Task directions:
Carry on the blog post about why traditions fade, starting after its final sentence on Holi.

Selected extract:
# # # #

Why traditions fade away?

Source : Google photo of Rangoli art with rice powder or paste

Synopsis : The fading traditions due to social and demographic changes come at a cost of greater isolation of people from each other and loneliness. The traditions connected us to our past in a joyful way that has now given way to what some people call practicality. The blog looks at the reasons and the consequences of living a modern life devoid of traditions that used to help people come together in the past.

No matter where we come from, we always talk of some traditions that we follow while rejecting quite a few others as the time passes. We say that we value certain traditions and wish to continue them while the next generation shows less veneration and gives up what some consider their cherished traditions. The society as a whole is undergoing changes brought about by the pressure of new technology, new priorities and new age of looking at traditions with a critical eye and questioning their validity today.

I see many traditions I grew up with vanishing because people do not consider them worth continuing. It brings back the nostalgia that the old traditions still evoke in me but the next generation does not seem to care because it is not their priority any more.

Source : Google photo of Diwali celebration in India

Once I was home during the Diwali festival when many houses were decorated with oil lamps and the Goddess of wealth Lakhsmi was worshipped in Hindu homes to seek her blessings for prosperity and a happy home. Usually Diwali is celebrated in November to celebrate the triumphant return of Lord Ram from Lanka where he fought the King Ravana to rescue Sita so people lit his way with oil lamps all the way from Lanka to Ayodhya so a delightful tradition was born that people all over the country carried on for thousands of years. Diwali is the time when most Hindus whitewash or paint their homes to give it a fresh look.

Source : Google photo of sellers of clay lamps for Diwali

At this time it was my job to look for the clay lamps, cotton for making the wicks and the castor oil while my brothers looked for fire crackers to liven up the spirit. We sat around making cotton wicks to put in clay lamps that we filled with castor oil, placed them on window tops and other places. We kept the lamps going by refilling them with oil. Our home glowed and looked so beautiful with all the lamps while our elder sister made decorative designs on the floor with rice paste that she mixed with different colors to signify that Goddess Lakhsmi was coming to bless our home.

Our ma celebrated the worship of Lakhsmi with elaborate rituals, sweets and ceremony that we all joined in. This tradition was a joyous occasion for us all when we were young.

Many years later when I was home again, I saw my sister putting up tiny candles and trying to light them one by one but they soon went out. She said with a sad face that no one cared to light the clay lamps the way we used to so she bought the tiny candles to continue the tradition in a halfhearted way. Our sweet mom also died so the celebration of the worship of Lakhsmi has also stopped. Our elder sister is now dead so no one made the decorative designs on the floor with colored rice paste any more.

The joy of Diwali had gone out because people have given up the tradition of celebrating it the way we used to. Now the market is filled with cheap imported Chinese lights that some people put up for a day or two because they can’t be bothered to look for the clay lamps, cotton for wicks and the oil anymore. They have given up traditions in the name of practicality now so the old traditions are slowly vanishing.

Source : Google photo of Holi celebration in India

Another tradition was the celebration of Holi which is a color festival when we used to spray colored water on others while they did the same. We got really dirty when someone smeared black or red paint on our faces while others threw red or vermillion powder on each other to make the festival very colorful.

# # # #

Data block:

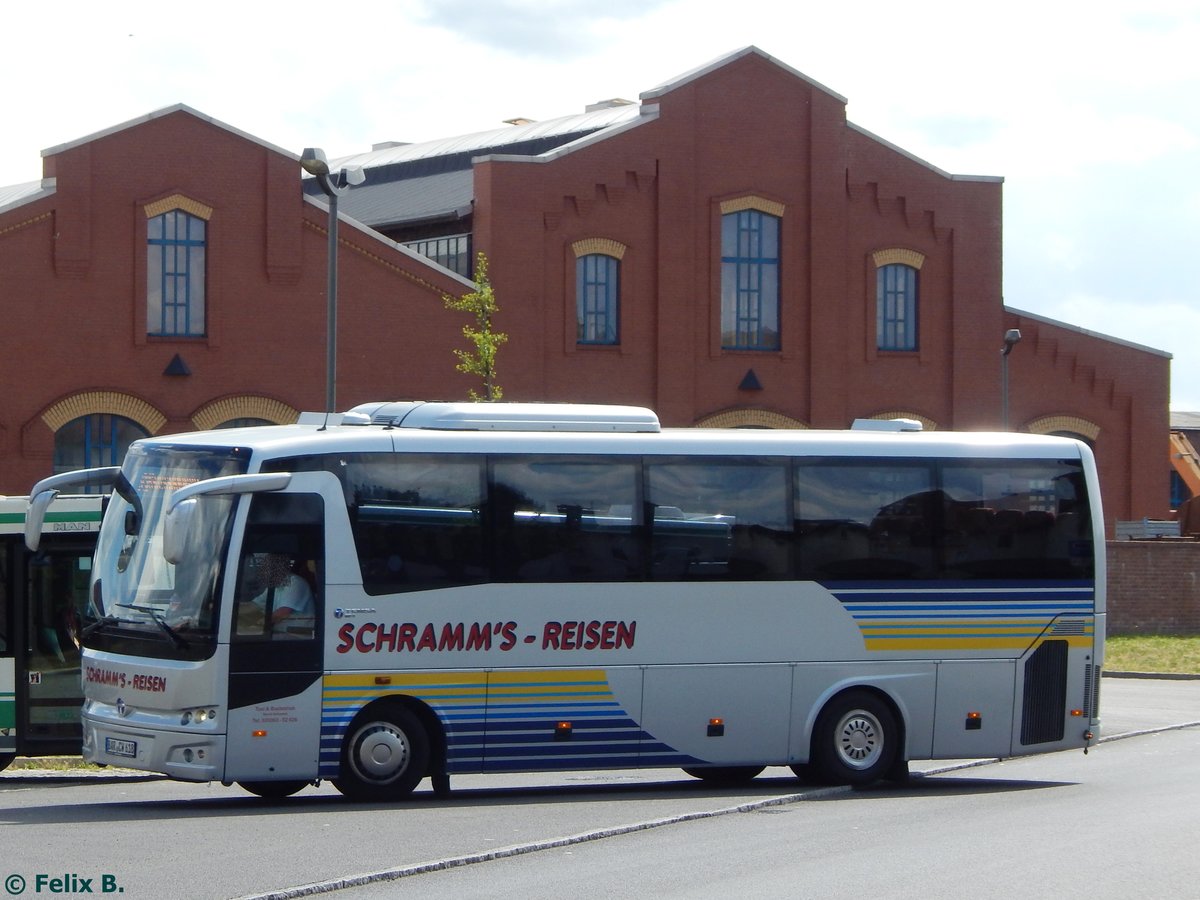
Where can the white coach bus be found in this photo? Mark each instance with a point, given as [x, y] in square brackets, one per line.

# # # #

Response:
At this time Ma made a lot of sweets at home. Holi was a time for joy and festivity. In the evening people hugged each other and put sweets in your mouth while the kids made a pile of wood in the square to make a huge bonfire that signified burning away evil and usher in the new era of peace and prosperity. Everything had a religious connotation since the festivals were usually related to some important religious event in the past meaning thousands of years ago.

Source : Google photo of pickle making at home in India

There are many things that people have now given up that were a part of our life when we were growing up. Our ma always made pickles of mango, tamarind and other things for which I was asked to peel the green mangoes, grate them on a sharp grater or picked the seeds out of the tamarind to get them ready for ma to make pickles. I had to go to the market for all the spices and mustard oil needed to make the pickles. She then filled up huge ceramic jars with delicious pickles and put them on the roof when the sun did the job.

Now people do not make pickles at home because women do not care to make them. They buy the commercial pickles because it is easier and more practical. This word keeps popping up now because people discard the traditions in the name of practicality but there are many other socio economic reasons as well that I will explore some more later in the blog.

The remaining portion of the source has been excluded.